- Page -
****************************************
11. In compliance with the order contained in the above judgment the Subordinate Judge of (sic) submitted the following
12. FINDING.--These appeals have been remitted to this Court by their Lordships of the Full Bench for a finding on the following issue:
Whether in 1859 and 1867, the dates mentioned in the revised judgment of the Subordinate Judge (in revised Appeal Suits Nos. 770 and 771 of 1913 on the file of the Court of the Temporary Subordinate Judge of Palghat at Calicut), lands granted on the tenures known as 'Santhathi Brahmaswom and Adimayavana' were inalienable as between the grantor and the grantee, and, if so, whether on alienation by the grantee the grantor was entitled to resume the lands and re-enter?
* * * * * * * *
30. I would return an affirmative finding on both parts of the issue.
13. These Second Appeals same on for hearing on the 25th and 26th January 1922:
Mr. K. Srinivasa Iyengar, (with him Messrs. A. Krishnaswamy Iyer, T. S. Narayana Iyer and K. P. Ramakrishana Iyar), for the Appellants.
Mr. C. V. Ananthakrishna Iyer, (with him Messrs. S. Bangaradhiyar, N. F. Naranmhaiyer, A. V. K. Krishna Menon', A. Vatudeva Menon, N. R. Setha Aiyar), for the Respondents.
14. This is a case of importance and of some difficulty. It has been very fully and ably argued before us and, I think, we are in a position to give oar judgment without reserving it further.
15. The matter has been referred to the Fall Bench by reason of a difference of opinion among the Judges who had to consider the same matter before. In the case in Achutha Menon v. Sankaran Nair 12 Ind. Cas. 1007 Benson and Sundara Iyer, JJ., took the view that in holdings of the nature in question in this case there was no right of alienation and that on alienation the landlord had a right to re-enter. The wording of the document in that case differs from the wording in this case in that it expressly forbids alienation, but the judgment does not go on that ground alone but also on the ground that alienation necessarily involves a right on the part of the landlord to re-enter. The other case is Zamorin Raja Atergal of Calicut v. Unikat Karnaian Samu Nair 65 Ind. Cas 380. That matter came before Ayling and Krishnan, JJ., and was sent bask by them for further enquiry as to the alleged custom. After further enquiry it was held by them that such grants did not involve forfeiture on alienation. In that case the grant was of a somewhat different character and of a more recent date.
****************************************
- Extracted information -
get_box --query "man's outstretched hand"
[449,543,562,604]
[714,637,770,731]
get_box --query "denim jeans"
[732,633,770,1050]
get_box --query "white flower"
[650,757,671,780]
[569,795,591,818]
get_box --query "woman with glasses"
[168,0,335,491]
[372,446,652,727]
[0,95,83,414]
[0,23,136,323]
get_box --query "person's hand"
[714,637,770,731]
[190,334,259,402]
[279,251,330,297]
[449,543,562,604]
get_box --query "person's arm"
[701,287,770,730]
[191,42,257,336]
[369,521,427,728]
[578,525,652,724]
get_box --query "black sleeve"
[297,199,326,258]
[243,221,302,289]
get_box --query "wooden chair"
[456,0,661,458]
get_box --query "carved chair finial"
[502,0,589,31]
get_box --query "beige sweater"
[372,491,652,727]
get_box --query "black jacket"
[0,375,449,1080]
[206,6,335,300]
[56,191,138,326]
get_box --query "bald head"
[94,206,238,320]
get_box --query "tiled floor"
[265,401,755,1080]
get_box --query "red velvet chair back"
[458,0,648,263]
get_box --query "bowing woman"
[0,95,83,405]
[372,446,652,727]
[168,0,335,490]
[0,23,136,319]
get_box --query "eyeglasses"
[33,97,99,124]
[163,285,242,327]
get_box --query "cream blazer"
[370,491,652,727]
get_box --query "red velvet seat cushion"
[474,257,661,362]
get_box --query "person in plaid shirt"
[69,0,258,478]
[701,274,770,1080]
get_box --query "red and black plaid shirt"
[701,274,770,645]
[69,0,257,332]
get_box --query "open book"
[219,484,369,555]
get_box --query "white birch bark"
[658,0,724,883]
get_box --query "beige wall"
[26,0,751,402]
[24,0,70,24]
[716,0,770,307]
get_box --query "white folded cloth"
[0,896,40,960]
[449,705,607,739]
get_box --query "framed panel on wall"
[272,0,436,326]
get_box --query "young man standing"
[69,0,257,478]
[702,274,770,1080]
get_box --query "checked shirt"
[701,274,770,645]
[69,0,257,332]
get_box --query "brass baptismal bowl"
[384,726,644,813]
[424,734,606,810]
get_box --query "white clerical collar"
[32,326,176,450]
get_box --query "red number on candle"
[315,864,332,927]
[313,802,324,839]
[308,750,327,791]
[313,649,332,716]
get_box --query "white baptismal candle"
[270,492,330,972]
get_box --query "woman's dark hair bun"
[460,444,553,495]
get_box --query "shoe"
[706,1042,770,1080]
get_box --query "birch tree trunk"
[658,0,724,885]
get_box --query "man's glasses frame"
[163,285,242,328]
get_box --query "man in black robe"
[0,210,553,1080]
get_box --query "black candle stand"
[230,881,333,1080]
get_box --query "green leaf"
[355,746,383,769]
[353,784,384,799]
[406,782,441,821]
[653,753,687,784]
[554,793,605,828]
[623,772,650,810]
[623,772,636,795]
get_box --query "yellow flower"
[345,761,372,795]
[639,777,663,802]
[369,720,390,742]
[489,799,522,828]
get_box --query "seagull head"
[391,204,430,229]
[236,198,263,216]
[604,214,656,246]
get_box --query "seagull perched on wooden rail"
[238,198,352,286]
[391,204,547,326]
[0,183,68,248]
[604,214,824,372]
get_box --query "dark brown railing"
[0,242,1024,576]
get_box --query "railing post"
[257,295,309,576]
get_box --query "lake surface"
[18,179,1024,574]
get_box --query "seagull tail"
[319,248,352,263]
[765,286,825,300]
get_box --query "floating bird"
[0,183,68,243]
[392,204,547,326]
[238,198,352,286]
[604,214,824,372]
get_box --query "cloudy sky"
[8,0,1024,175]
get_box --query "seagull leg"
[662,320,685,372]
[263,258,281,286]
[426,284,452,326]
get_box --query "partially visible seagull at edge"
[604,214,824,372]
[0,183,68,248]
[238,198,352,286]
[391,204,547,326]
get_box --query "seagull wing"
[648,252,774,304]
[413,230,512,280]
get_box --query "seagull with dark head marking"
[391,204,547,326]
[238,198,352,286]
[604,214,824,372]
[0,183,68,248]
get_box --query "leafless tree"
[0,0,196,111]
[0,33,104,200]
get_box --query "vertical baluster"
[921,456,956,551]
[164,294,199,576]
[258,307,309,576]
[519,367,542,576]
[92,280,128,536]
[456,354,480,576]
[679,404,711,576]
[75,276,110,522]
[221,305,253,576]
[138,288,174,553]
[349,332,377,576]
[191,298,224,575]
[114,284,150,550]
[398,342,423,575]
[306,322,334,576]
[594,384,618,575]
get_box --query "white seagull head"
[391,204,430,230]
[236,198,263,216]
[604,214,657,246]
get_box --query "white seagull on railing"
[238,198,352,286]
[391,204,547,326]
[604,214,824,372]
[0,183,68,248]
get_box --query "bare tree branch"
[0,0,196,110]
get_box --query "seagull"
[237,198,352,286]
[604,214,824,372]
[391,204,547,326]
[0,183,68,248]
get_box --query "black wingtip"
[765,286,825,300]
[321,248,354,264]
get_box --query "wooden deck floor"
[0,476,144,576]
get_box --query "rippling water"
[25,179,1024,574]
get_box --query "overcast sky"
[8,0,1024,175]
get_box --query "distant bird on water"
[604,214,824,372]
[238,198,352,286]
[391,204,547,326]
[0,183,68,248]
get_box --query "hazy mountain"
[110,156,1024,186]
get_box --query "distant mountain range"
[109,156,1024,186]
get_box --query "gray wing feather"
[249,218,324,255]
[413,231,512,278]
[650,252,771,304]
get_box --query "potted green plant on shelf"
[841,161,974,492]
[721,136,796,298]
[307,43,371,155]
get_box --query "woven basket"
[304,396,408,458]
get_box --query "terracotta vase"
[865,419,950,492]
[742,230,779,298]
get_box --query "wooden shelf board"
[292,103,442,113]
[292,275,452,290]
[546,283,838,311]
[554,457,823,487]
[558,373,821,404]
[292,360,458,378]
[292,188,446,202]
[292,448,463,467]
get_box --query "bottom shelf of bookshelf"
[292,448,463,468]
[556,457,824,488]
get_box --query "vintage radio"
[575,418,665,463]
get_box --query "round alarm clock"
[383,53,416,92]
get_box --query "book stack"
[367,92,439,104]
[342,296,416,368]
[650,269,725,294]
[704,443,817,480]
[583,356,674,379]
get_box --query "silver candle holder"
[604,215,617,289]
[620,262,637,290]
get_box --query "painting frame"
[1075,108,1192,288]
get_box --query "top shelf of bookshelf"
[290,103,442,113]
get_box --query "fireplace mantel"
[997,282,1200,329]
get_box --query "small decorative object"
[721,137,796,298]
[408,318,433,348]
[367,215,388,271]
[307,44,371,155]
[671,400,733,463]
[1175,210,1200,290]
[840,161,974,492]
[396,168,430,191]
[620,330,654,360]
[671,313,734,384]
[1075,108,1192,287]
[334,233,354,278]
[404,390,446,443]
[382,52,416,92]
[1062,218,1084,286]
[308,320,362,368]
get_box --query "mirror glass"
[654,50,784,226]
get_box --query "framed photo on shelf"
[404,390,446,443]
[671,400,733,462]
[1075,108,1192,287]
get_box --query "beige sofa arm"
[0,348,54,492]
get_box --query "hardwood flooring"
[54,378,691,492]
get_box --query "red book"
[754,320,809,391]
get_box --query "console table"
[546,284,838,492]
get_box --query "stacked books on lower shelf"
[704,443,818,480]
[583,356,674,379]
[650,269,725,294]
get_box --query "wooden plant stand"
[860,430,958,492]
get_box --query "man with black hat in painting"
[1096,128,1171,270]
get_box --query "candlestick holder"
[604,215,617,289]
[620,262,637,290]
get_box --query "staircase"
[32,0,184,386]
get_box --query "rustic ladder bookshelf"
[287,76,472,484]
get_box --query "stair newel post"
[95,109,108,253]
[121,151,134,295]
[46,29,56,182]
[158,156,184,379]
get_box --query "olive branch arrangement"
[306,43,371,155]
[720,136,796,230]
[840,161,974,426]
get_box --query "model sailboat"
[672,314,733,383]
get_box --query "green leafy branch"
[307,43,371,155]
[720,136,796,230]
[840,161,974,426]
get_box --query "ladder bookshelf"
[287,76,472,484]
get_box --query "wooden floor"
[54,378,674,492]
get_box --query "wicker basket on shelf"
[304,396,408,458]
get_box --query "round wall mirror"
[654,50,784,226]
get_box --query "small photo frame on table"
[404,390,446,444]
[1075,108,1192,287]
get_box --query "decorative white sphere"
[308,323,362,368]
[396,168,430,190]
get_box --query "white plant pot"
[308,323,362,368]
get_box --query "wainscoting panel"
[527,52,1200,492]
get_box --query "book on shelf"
****************************************
- Aim 1 -
Answer these about the court judgment:
(a) On which dates did the second appeals come on for hearing?
(b) Which two judges decided Achutha Menon v. Sankaran Nair?
(c) Who led the argument for the appellants?
- Aim 2 -
Write what comes next in the court judgment, starting after its last sentence.
The items have nothing to do with the court judgment.

- Task output 1 -
(a) The 25th and 26th January 1922.
(b) Benson and Sundara Iyer, JJ.
(c) Mr. K. Srinivasa Iyengar.

- Task output 2 -
16. The question to be decided in this case is, whether a grant of land as a Santhathi Brahmasam to be held by the grantee for all time without power of surrendering and 'without being dispotsaseed', or possibly without vacating' instead of 'without power of surrendering' is inalienable, and if inalienable, whether there is a right of re-entry in the landlord on alienation. The question whether such a grant is alienable or not is one which it is unnecessary for us to decide, if we come to the conclusion that on alienation the landlord has not the remedy of re-entry because in this case the question is, whether the tenant having made the alienation the landlord can re-enter, I am not prepared myself to say on the materials at present before us whether alienation is or is not forbidden by the grant or by custom. The question whether it is forbidden by the grant turns on the translation of words which might mean ''without power of surrendering' and might also mean 'without vacating.' Whether there is a custom in regard to sash grants against alienation is a difficult question and there is undoubtedly evidence before the Court that such a custom exists. Whether that evidence is sufficient is a different matter on which I do not desire to express an opinion. It has also been pressed upon us that, if there is such a custom, it is a custom which has become part of the common law of Malabar and as such is fixed and cannot be altered by any means except Statute. I am not prepared to assent to that proposition and I think that it is a matter which would require very careful consideration. But in the view that I take of this case it is not necessary to express a definite opinion on that point.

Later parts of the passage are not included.